L’Europa e le elezioni farsa: come l’inutilità delle europee scatena il panico tra i liberali
Finalmente ci siamo: a partire da domani potremmo di nuovo tornare a votare democraticamente per un’istituzione che di democratico non ha assolutamente niente. Per decenni abbiamo sempre denunciato l’ipocrisia delle nostre istituzioni democratiche nazionali che, dopo la breve parentesi dell’epoca d’oro delle democrazie costituzionali del secondo dopoguerra, con una sequela di controriforme hanno sottratto alla politica da sotto i piedi il terreno della lotta per la crescita della democrazia sostanziale, lasciandole agibilità solo all’interno del perimetro angusto della democrazia formale fino a quando le istituzioni europee – e la messa in scena dell’integrazione europea – non ci hanno accontentato: se disprezzate così tanto la democrazia formale, ecco fatto! Vi leviamo pure quella. L’unico organo direttamente elettivo delle istituzioni europee, infatti, conta come il due di picche quando briscola è cuori e tutto il resto è fatto scientificamente a immagine e somiglianza delle oligarchie finanziarie; nonostante la gigantesca macchina propagandistica messa a disposizione della leggenda metropolitana dell’Europa unita e democratica, questa realtà è talmente evidente che, ormai, a scomodarsi per andare a votare alle europee è sostanzialmente una minoranza degli aventi diritto (o almeno, questa è l’impressione che abbiamo noi che facciamo parte della macchina del fango della propaganda putiniana).
Ma ai giornalisti veri come Claudio Tito de La Repubblichina non la si fa e, ancora oggi, coraggiosamente denunciava: Voto Ue, guerra ibrida sui social. Mosca alimenta l’astensionismo; “Il bombardamento digitale di fake news” continua Tito “è destinato a intensificarsi nelle prossime ore. Obiettivo: screditare la Ue e allontanare gli elettori”. Tito fa una rivelazione sconvolgente: “Solo nel mese di maggio” rivela “sulle piattaforme di Zuckerberg sono stati individuati almeno” – udite, udite – “275 profili pro-Russia” che hanno prodotto la cifra astronomica di 61 – e, ripeto, 61 – messaggi che hanno raggiunto addirittura la bellezza di 1,5 milioni di account in Italia, circa un decimo di quelli raggiunti da una foto qualsiasi dei Ferragnez ai tempi d’oro (anche se, effettivamente, per un giornale che ormai non leggono più nemmeno quelli che ci scrivono possono sembrare numeri importanti). L’obiettivo di questa campagna – che raccoglie meno risultati della promozione della sagra della polenta di Pizzighettone – sarebbe nientepopodimeno che “far fallire il fronte europeista” che senza questa campagna, invece, riscuoterebbe il sostegno incondizionato ed entusiasta di tutti gli abitanti dei quartieri popolari di tutto il vecchio continente; ma addirittura – anche se questa è una missione ancora più ardua – questa campagna servirebbe “a gettare discredito sui media tradizionali” nonostante gli scoop sulle pale russe e sugli USA che crescono al doppio della velocità della Cina. Uno slogan incredibilmente efficace inventato giusto per l’occasione dalla sofisticata propaganda putiniana, sottolinea Tito, sarebbe l’hashtag “iononvoto”, che prima che il plurimorto dittatore del Cremlino decidesse di conquistare Lisbona non si era mai visto; come d’altronde, continua Tito, vale anche per lo slogan mefitico, come lo definisce lui, “NOEU“.
• • • • • • •
Compito assegnato: Prosegui il testo sulle elezioni europee, riprendendo subito dopo la sua ultima frase.

Parte di un file di dati
• • • • • • •
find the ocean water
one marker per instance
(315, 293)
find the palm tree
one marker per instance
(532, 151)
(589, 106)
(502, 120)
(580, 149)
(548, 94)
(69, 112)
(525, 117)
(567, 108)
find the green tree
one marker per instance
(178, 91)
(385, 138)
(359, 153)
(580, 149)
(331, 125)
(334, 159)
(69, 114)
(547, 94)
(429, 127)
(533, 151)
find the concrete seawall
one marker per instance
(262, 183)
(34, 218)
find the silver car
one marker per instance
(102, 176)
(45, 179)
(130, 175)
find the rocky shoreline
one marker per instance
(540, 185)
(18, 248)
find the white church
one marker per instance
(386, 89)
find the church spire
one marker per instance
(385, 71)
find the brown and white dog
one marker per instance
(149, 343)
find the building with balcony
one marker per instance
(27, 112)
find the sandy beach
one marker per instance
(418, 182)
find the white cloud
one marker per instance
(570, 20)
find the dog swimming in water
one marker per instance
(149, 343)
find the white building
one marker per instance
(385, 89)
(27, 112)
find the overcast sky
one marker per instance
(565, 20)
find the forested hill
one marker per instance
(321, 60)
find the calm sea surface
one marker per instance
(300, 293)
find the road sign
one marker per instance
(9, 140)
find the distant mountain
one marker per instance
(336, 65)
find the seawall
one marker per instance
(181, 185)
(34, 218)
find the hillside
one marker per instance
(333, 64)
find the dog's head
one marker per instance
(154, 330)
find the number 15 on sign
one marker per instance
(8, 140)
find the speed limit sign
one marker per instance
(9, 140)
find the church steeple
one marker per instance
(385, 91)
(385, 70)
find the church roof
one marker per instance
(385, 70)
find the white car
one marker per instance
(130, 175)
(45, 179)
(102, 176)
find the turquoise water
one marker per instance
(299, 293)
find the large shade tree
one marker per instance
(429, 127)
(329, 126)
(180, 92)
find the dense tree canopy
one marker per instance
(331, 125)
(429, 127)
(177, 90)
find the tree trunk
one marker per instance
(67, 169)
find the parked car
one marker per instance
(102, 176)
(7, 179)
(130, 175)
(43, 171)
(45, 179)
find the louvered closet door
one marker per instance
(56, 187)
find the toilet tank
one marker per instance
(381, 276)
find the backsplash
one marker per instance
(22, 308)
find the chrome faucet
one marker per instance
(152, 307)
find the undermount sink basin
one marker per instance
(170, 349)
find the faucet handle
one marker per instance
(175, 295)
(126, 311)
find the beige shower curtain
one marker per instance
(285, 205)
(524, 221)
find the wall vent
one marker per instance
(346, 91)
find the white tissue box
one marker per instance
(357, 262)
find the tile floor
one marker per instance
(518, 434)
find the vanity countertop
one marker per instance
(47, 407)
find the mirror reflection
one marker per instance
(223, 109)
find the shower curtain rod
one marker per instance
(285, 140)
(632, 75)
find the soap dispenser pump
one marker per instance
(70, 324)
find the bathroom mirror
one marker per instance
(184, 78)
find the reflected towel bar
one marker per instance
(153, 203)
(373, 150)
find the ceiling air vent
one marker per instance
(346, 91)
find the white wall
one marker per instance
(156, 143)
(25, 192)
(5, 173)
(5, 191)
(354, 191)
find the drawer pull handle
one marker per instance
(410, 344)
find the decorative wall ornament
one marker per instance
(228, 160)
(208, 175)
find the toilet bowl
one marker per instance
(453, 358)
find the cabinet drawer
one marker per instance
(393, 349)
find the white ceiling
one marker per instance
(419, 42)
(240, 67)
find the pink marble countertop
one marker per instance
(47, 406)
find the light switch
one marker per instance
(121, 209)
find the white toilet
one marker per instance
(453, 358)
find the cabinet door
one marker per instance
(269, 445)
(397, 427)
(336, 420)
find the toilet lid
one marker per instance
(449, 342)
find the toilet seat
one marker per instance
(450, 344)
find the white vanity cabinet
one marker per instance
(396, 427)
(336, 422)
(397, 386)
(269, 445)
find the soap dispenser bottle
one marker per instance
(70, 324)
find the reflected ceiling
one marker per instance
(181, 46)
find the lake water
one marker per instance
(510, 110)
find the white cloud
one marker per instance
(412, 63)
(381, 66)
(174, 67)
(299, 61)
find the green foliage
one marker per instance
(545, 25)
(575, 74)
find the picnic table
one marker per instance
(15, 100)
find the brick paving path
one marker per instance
• • • • • • •
Risposta al compito:
Particolarmente sospetto è che questi temi emergano proprio in questi giorni, a ridosso della scadenza elettorale e non – che so – per la festa della donna o per la giornata mondiale per la tubercolosi; contro questa propaganda straniera però, fortunatamente, “Tutti e 27 i partner” del vecchio continente si sono fatti un esame di coscienza e hanno deciso che dovevano giocare il tutto per tutto per difendere l’informazione oggettiva del Foglio contro la propaganda putiniana e, così, hanno messo in piedi “uffici che monitorano questo tipo di influenza e intervengono per bloccarla” – e cioè, in soldoni, che censurano chiunque non sia così rimbambito da pensarla come Claudio Tito. D’altronde, a mali estremi, estremi rimedi: e qui, sottolinea Tito, è evidente che questo è solo un pezzo “della guerra ibrida perpetrata” contro di noi “dai nemici esterni: Russia e Cina”; Tito, però, sottolinea anche come gli esperti del parlamento europeo gli abbiano garantito che “siamo pronti a reagire, e non abbiamo paura”. Buon per te; io, sinceramente, un pochino di paura all’idea che ancora oggi si possa scrivere impunemente una tale mole di puttanate senza venire travolti dalla vergogna sociale e senza diventare vittime del pubblico ludibrio generalizzato, ogni tanto la provo. Ma prima di addentrarci su cosa c’è, o non c’è, in ballo con queste elezioni europee, vi ricordo di mettere un like a questo video perché, come dice Tito, noi che facciamo propaganda putiniana siamo lautamente finanziati, ma senza il vostro supporto poi l’algoritmo comunque ci snobba e Putin si intristisce. E se non vuoi far piangere Putin, continua a guardare questo video.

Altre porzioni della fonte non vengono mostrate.